Records from a dataset
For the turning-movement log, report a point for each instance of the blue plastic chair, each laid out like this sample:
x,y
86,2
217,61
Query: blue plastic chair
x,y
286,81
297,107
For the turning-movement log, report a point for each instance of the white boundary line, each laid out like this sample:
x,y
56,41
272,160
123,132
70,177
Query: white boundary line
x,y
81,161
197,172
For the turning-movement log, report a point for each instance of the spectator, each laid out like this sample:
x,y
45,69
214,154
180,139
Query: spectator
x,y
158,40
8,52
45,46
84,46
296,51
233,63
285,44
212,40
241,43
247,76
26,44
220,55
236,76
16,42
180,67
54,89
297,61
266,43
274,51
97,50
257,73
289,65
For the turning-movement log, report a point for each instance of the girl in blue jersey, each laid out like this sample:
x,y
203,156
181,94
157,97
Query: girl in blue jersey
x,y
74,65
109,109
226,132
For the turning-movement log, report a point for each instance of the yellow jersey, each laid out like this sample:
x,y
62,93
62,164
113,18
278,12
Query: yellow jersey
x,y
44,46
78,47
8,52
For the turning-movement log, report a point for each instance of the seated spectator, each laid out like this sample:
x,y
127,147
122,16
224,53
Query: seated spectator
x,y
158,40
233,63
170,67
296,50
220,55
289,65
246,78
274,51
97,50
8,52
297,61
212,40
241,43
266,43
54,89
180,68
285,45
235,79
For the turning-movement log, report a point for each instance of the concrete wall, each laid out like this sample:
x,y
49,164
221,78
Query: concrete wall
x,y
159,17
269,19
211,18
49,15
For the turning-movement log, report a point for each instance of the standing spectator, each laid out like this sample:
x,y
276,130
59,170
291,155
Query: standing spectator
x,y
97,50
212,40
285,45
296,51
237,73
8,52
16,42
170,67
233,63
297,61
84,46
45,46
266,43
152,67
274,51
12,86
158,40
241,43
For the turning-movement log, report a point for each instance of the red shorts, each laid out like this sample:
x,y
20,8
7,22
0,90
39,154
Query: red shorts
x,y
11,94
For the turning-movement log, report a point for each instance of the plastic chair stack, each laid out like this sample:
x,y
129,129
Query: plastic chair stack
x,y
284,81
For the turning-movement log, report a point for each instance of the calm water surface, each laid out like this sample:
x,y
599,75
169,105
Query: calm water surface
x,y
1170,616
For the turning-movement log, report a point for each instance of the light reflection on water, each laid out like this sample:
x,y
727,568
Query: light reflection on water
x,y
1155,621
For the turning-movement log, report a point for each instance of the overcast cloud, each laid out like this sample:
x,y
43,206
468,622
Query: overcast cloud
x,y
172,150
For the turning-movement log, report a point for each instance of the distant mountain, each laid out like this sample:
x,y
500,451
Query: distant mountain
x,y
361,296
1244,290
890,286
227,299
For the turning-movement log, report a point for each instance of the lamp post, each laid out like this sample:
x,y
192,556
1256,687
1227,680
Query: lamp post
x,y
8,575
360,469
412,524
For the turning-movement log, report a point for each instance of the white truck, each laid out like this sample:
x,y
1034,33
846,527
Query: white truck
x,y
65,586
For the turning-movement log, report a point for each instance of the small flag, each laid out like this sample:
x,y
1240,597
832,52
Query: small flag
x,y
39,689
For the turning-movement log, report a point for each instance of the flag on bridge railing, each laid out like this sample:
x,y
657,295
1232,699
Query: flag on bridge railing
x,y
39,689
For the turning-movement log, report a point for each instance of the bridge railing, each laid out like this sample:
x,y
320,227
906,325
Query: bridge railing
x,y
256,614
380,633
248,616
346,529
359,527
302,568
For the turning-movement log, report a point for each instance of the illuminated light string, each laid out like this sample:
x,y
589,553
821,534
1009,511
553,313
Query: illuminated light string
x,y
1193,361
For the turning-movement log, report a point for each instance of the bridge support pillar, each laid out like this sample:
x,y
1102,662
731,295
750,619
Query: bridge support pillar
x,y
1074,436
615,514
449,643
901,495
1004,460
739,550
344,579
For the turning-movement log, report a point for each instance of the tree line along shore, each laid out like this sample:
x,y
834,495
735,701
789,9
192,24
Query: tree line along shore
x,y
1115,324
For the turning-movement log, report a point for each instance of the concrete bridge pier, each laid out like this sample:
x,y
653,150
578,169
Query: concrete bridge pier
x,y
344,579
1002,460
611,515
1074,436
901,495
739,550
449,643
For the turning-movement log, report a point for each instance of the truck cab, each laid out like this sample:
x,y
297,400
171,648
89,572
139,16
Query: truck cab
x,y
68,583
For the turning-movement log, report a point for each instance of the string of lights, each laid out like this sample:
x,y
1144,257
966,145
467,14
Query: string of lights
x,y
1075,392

EXERCISE DESCRIPTION — Give back, exactly as written, the lines from the one with "the concrete bridge" to the last line.

EXERCISE RESPONSE —
For the turning-movement log, report a point for each instance of the concrete bridge pier, each laid out like this sample:
x,y
653,150
578,169
Query: concrete bridge pier
x,y
344,579
1002,460
611,515
1074,436
901,495
739,550
449,643
For the turning-movement log, report a point for each instance of the truck cab, each laid out like this sample:
x,y
297,400
171,648
89,572
139,16
Query: truck cab
x,y
68,583
For the turning-movement log, report a point for each instance of the string of lights, each laid out like this sample:
x,y
1144,257
966,145
467,14
Query: string of lights
x,y
1075,392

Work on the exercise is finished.